### Supplied records

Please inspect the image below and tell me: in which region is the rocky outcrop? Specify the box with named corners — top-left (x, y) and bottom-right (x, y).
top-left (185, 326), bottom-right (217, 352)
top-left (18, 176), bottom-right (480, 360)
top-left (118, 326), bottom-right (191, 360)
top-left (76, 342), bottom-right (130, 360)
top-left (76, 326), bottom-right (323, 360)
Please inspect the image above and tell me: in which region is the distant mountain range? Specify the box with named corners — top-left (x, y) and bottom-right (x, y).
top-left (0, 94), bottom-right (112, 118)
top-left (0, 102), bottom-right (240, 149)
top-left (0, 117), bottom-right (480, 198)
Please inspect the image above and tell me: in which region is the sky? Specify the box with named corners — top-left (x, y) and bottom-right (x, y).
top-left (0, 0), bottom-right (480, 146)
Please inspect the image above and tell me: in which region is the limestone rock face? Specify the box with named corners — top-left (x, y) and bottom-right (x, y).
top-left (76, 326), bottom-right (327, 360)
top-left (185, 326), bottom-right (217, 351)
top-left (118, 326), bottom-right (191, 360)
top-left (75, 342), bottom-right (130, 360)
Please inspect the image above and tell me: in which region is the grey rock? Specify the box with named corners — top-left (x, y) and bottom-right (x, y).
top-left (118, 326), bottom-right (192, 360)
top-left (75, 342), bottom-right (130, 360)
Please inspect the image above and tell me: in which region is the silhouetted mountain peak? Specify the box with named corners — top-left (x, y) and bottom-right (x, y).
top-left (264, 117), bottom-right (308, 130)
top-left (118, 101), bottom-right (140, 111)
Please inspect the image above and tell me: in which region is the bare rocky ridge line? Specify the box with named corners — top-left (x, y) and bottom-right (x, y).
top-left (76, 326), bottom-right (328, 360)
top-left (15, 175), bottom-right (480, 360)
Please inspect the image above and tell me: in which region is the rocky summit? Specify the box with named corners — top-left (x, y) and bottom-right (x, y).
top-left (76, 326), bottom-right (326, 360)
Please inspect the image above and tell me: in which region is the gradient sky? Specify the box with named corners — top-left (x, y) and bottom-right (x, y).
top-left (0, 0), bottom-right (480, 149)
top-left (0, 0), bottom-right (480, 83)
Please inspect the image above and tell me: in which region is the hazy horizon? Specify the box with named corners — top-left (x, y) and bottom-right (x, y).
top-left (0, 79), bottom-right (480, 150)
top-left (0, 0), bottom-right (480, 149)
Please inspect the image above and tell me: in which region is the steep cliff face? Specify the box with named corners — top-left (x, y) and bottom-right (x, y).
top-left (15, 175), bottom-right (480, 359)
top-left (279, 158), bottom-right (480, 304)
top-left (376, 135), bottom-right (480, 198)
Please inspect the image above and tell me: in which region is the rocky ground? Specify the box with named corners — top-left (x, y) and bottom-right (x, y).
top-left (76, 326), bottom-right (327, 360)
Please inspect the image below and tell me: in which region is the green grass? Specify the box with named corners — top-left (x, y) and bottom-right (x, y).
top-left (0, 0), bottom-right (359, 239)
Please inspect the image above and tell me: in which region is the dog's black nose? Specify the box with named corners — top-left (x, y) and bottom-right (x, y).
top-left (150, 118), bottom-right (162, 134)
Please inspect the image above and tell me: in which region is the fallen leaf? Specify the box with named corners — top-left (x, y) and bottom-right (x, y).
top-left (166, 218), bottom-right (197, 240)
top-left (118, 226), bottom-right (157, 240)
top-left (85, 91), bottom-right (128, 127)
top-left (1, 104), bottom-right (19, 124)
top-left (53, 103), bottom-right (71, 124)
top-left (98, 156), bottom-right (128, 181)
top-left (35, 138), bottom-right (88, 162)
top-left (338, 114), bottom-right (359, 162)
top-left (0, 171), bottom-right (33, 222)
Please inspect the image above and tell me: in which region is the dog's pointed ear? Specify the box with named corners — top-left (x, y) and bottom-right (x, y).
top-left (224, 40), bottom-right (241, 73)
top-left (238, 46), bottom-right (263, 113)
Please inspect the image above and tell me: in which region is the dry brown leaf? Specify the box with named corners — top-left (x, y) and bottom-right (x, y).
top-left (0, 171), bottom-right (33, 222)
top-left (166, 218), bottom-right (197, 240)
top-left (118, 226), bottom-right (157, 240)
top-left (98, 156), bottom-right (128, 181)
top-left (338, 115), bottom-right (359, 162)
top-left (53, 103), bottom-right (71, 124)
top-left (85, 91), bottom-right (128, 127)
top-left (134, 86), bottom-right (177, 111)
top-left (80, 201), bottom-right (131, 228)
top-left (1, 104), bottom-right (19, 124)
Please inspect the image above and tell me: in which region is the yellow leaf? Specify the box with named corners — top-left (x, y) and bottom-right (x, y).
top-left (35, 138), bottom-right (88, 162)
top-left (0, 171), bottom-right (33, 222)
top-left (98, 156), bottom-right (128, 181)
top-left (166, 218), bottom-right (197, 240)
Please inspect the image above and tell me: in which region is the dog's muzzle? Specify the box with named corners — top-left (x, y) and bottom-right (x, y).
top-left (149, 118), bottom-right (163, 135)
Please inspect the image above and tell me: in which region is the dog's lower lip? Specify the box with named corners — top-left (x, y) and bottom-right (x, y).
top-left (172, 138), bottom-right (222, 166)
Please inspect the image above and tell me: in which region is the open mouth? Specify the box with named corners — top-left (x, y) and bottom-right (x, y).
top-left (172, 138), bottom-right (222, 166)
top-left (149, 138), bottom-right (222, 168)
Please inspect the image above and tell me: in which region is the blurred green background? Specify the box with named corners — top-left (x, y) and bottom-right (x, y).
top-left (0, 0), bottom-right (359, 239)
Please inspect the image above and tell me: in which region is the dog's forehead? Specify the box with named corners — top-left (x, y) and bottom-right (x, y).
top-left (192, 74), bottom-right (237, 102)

######

Turn the listing above into a numbered list, dropping any blank lines.

1. Please inspect the image below and tell me: in which region is the rocky outcrop? Specify the box with named corners — top-left (x, y) and bottom-right (x, y).
2. top-left (185, 326), bottom-right (217, 352)
3. top-left (18, 176), bottom-right (480, 360)
4. top-left (118, 326), bottom-right (191, 360)
5. top-left (76, 342), bottom-right (130, 360)
6. top-left (76, 326), bottom-right (323, 360)
7. Please inspect the image above and tell me: in which region is the distant mountain range? Specify the box with named corners — top-left (x, y) and bottom-right (x, y).
8. top-left (0, 94), bottom-right (112, 118)
9. top-left (0, 102), bottom-right (240, 149)
10. top-left (0, 117), bottom-right (480, 198)
11. Please inspect the image above and tell me: in which region is the sky? Specify the box with named corners — top-left (x, y) and bottom-right (x, y).
12. top-left (0, 0), bottom-right (480, 146)
13. Please inspect the image above and tell me: in which region is the limestone rock face? Specify the box with named corners — top-left (x, y) and bottom-right (x, y).
14. top-left (76, 326), bottom-right (327, 360)
15. top-left (185, 326), bottom-right (217, 351)
16. top-left (118, 326), bottom-right (191, 360)
17. top-left (75, 342), bottom-right (130, 360)
18. Please inspect the image above and tell me: in which region is the grey rock? Specify the box with named corners — top-left (x, y) and bottom-right (x, y).
19. top-left (118, 326), bottom-right (192, 360)
20. top-left (75, 342), bottom-right (130, 360)
21. Please inspect the image above and tell me: in which region is the silhouetted mountain peak? Specify the box with named corners — top-left (x, y) and bottom-right (x, y).
22. top-left (264, 117), bottom-right (308, 130)
23. top-left (118, 101), bottom-right (140, 111)
24. Please inspect the image above and tell me: in which region is the bare rocky ridge line? Specify the box with named corners — top-left (x, y) and bottom-right (x, y).
25. top-left (76, 326), bottom-right (328, 360)
26. top-left (15, 175), bottom-right (480, 360)
27. Please inspect the image above and tell me: in which region is the rocky summit? Specify the box with named corners — top-left (x, y) and bottom-right (x, y).
28. top-left (76, 326), bottom-right (326, 360)
29. Please inspect the image above and tell me: in which region is the gradient sky? Specify the box with named corners — top-left (x, y) and bottom-right (x, y).
30. top-left (0, 0), bottom-right (480, 149)
31. top-left (0, 0), bottom-right (480, 83)
32. Please inspect the image above and tell me: in which region is the hazy horizon? Specify the box with named corners — top-left (x, y) and bottom-right (x, y).
33. top-left (0, 79), bottom-right (480, 150)
34. top-left (0, 0), bottom-right (480, 149)
35. Please inspect the image above and tell me: in which region is the steep cliff face? Specify the box with named corners — top-left (x, y) and bottom-right (x, y).
36. top-left (15, 175), bottom-right (480, 359)
37. top-left (279, 158), bottom-right (480, 304)
38. top-left (376, 135), bottom-right (480, 198)
39. Please inspect the image above and tell me: in which region is the rocky ground? Specify the box with named corners — top-left (x, y) and bottom-right (x, y).
40. top-left (76, 326), bottom-right (327, 360)
41. Please inspect the image below and tell me: in which region is the green grass? Specify the box with named corners — top-left (x, y) and bottom-right (x, y).
42. top-left (0, 0), bottom-right (359, 239)
43. Please inspect the image above and tell me: in which region is the dog's black nose? Specify the box with named corners — top-left (x, y) and bottom-right (x, y).
44. top-left (150, 118), bottom-right (162, 134)
45. Please inspect the image above and tell me: in which region is the fallen leaf? Specify the box with named corners — top-left (x, y) and bottom-right (x, y).
46. top-left (166, 218), bottom-right (197, 240)
47. top-left (118, 226), bottom-right (157, 240)
48. top-left (85, 91), bottom-right (128, 127)
49. top-left (1, 104), bottom-right (19, 124)
50. top-left (53, 103), bottom-right (71, 124)
51. top-left (98, 156), bottom-right (128, 181)
52. top-left (35, 138), bottom-right (88, 162)
53. top-left (338, 114), bottom-right (359, 162)
54. top-left (0, 171), bottom-right (33, 222)
55. Please inspect the image above and tell me: in which region is the dog's pointed ear? Specify the box with named corners — top-left (x, y) and bottom-right (x, y).
56. top-left (224, 40), bottom-right (241, 73)
57. top-left (238, 46), bottom-right (263, 113)
58. Please inspect the image above and tell me: in which region is the dry brown leaf? Specify the box with named corners — top-left (x, y) and bottom-right (x, y).
59. top-left (0, 171), bottom-right (33, 222)
60. top-left (166, 218), bottom-right (197, 240)
61. top-left (118, 226), bottom-right (157, 240)
62. top-left (98, 156), bottom-right (128, 181)
63. top-left (338, 115), bottom-right (359, 162)
64. top-left (53, 103), bottom-right (71, 124)
65. top-left (85, 91), bottom-right (128, 127)
66. top-left (134, 86), bottom-right (177, 111)
67. top-left (80, 201), bottom-right (131, 228)
68. top-left (1, 104), bottom-right (19, 124)
69. Please inspect the image above and tell me: in which region is the yellow leaf? Specify the box with named corners — top-left (x, y) and bottom-right (x, y).
70. top-left (35, 138), bottom-right (88, 162)
71. top-left (0, 171), bottom-right (33, 222)
72. top-left (98, 156), bottom-right (128, 181)
73. top-left (166, 218), bottom-right (197, 240)
74. Please inspect the image above and tell me: in which region is the dog's muzzle? Specify the box with named corners — top-left (x, y) and bottom-right (x, y).
75. top-left (149, 118), bottom-right (163, 135)
76. Please inspect the image above and tell me: in which region is the dog's lower lip? Specify the box with named corners — top-left (x, y) and bottom-right (x, y).
77. top-left (172, 138), bottom-right (222, 166)
78. Please inspect the image above and tell me: in which region is the open mouth? Specify the box with named corners — top-left (x, y) and bottom-right (x, y).
79. top-left (172, 138), bottom-right (222, 166)
80. top-left (149, 138), bottom-right (222, 168)
81. Please inspect the image above and tell me: in which region is the blurred green background? Specify the box with named corners — top-left (x, y) and bottom-right (x, y).
82. top-left (0, 0), bottom-right (359, 239)
83. Please inspect the image above and tell me: in which region is the dog's forehead? Specify the box with named corners — top-left (x, y) and bottom-right (x, y).
84. top-left (192, 74), bottom-right (237, 102)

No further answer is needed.